取材・文=今井浩一(ライター/編集者/Nagano Art +

——コロナ禍では大道芸の活動はどのようにされていたのですか?

全国一斉休校が発表されたあたりからイベントが中止になりまして、そこから全滅ですね。東京都のヘブンアーティスト事業で会場となっている場所はそれでもなんとか続けられましたが、緊急事態宣言が発令されてからはダメでした。久しぶりにお客さんの前に立ったのは7月です。名古屋の業者さんが大道芸フェスティバルを企画してくださって。仕事量としては前年の5分の1くらいになってしまいました。
大道芸人の常套句って「もっと近くに寄って」じゃないですか。そしてお客さんに手伝ってもらったりいながら空間をつくり上げるのが醍醐味。それができないとなると、一方的に見せるだけになってしまいますから、なかなか難しいところに来ています。

——手塚さんはどういうきっかけで大道芸を始められたんですか。

大学時代に暇をしている時期があって、そのころ出会った先輩がパントマイムをやっていたんです。路上で芸を披露して投げ銭をもらっているのを見たんですけど、それ自体が不思議でした。だって勝手に見せておいてお金までもらうんですよ。図々しい(笑)。僕もそれで奢ってもらったりしていましたから、これはいいなあとやり始めたのが最初です。90年代始めかな。合コンで披露するとウケるものですから、どんどんハマって練習も一生懸命やりました。それでパントマイムの師匠でもあるハッピィ吉沢さんに連れられて1年くらいで路上に出たんです。

——高校時代に演劇をやったりとか、大道芸につながるベースはあったのですか。

僕は野球部でした。もう地獄で、早く3年が過ぎないかと考えていたことしか覚えていません。性格が控えめなので、今もですが、芸人をやっていることが不思議でならないんです。当時も決して自分から前に出たりはしないんですけど、よそのクラスから声がかかれば先生の形態模写をやりにいっていました。大人しいけど、ひょうきん(笑)。それが素養だったのかもしれないですね。

——そのころの大道芸業界はどんな感じだったのでしょうか。

僕が理解している範囲で言いますと、僕が路上に出始めたときに近代日本の大道芸が始まったくらいだと思います。それまでも先輩はいましたが、竹の子族が隆盛で、すごくマイナーな存在でした。ある時、日本はテーマパークのバイトのギャラがいいということで外国人ジャグラーがどんどん入ってきた。その人たちが上野公園でやり始め、そこに大先輩のギリヤーク尼ヶ崎さん、雪竹太郎さんとか草分け的な方も加わったのが1992年で、そこがビッグバンみたいなものかなと。

________________________________________

** 取り組む課題 **
上の大道芸についてのインタビューを読み、次の問いに答えなさい。
(a) 語り手が久しぶりにお客さんの前に立ったのは何月ですか。
(b) 語り手は高校時代、何部に所属していましたか。
(c) 外国人ジャグラーが上野公園で芸を始め、草分け的な先輩たちも加わったのは何年ですか。

(ポイントラベリングセットの記録)
________________________________________

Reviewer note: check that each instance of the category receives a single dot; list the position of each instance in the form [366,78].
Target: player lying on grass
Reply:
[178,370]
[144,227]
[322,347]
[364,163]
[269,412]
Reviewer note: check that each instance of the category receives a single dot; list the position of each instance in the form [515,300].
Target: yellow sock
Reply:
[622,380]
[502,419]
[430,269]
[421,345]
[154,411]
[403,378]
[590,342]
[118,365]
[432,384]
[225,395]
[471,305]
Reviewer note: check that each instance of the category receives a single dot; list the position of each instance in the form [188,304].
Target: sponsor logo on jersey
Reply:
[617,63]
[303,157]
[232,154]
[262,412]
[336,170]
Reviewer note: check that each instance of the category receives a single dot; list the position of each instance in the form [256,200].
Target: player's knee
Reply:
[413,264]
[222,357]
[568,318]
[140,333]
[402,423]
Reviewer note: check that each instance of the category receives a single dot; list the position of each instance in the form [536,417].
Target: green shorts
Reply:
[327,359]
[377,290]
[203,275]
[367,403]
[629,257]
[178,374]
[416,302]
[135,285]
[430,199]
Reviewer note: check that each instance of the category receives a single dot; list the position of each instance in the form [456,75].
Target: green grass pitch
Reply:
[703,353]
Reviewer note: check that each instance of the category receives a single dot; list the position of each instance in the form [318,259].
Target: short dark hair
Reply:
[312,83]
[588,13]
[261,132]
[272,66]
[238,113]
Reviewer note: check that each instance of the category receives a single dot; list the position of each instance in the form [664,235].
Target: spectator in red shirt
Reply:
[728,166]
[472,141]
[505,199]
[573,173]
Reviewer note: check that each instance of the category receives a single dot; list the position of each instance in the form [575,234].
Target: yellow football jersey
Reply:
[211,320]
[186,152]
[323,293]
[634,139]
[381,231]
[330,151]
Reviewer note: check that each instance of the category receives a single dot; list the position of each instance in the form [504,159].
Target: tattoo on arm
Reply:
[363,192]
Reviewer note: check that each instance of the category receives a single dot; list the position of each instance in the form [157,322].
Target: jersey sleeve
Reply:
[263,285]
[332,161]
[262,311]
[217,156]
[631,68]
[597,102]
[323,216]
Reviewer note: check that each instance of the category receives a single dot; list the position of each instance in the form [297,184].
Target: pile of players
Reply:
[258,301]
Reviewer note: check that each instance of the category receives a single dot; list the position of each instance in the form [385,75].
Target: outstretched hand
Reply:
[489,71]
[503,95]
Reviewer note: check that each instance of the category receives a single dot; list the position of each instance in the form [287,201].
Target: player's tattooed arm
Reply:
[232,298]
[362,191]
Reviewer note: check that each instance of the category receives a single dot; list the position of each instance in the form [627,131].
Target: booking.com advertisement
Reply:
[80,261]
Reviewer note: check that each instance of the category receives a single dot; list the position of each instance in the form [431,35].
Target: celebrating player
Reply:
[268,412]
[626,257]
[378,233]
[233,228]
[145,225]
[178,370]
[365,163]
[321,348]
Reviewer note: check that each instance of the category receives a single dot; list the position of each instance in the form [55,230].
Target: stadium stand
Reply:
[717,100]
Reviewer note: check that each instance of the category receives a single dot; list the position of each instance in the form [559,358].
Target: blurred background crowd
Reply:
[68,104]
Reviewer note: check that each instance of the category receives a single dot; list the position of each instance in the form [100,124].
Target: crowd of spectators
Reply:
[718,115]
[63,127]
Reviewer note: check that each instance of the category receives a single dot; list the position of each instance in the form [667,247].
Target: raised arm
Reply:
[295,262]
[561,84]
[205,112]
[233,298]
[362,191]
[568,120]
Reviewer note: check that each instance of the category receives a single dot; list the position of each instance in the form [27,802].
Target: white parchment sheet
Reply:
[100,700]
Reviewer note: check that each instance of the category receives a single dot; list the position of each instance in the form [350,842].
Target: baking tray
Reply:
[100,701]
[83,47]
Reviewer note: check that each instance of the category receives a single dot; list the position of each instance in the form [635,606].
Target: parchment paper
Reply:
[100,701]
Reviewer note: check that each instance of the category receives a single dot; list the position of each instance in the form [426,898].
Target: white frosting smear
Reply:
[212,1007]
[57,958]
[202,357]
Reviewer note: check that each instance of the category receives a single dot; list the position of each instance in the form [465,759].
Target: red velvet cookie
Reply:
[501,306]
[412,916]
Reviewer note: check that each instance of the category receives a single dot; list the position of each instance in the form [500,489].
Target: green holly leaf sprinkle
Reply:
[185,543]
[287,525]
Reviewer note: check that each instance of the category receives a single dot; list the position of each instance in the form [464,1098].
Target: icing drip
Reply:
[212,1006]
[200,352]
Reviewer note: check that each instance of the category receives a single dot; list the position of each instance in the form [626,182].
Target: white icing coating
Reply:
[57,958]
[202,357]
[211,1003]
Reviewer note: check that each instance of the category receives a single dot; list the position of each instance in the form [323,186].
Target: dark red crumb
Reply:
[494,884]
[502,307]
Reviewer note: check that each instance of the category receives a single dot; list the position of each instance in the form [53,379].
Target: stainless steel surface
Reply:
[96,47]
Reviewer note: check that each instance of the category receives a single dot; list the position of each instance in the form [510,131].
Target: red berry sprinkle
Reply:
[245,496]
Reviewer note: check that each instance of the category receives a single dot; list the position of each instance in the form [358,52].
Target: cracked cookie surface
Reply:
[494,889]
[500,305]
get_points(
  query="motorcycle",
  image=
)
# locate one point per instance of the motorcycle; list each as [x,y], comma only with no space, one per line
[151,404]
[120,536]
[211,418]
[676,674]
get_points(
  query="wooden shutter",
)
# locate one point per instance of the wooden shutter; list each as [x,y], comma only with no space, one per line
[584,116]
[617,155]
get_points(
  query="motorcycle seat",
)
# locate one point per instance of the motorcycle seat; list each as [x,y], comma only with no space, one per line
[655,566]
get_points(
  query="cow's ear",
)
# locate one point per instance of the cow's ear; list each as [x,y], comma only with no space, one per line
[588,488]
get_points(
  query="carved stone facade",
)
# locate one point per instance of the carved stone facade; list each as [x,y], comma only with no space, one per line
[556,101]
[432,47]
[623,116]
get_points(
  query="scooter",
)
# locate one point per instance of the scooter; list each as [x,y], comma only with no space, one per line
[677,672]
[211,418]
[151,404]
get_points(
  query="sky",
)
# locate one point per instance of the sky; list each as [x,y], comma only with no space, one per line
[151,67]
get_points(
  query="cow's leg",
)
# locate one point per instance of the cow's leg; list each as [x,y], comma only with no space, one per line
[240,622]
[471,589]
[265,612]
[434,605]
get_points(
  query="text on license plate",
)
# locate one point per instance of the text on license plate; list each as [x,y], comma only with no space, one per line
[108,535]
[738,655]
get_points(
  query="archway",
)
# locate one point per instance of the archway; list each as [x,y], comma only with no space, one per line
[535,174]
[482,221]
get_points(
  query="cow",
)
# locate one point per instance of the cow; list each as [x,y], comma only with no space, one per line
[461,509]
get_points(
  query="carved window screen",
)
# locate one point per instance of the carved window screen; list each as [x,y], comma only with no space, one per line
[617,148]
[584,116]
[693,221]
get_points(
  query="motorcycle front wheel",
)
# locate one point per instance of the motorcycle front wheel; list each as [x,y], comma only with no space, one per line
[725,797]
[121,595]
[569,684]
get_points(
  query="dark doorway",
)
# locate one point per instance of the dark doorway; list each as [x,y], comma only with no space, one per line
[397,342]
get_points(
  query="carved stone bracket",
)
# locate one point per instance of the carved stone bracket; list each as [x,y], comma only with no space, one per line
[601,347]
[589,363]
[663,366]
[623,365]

________________________________________

** 解答例 **
(a) 7月
(b) 野球部
(c) 1992年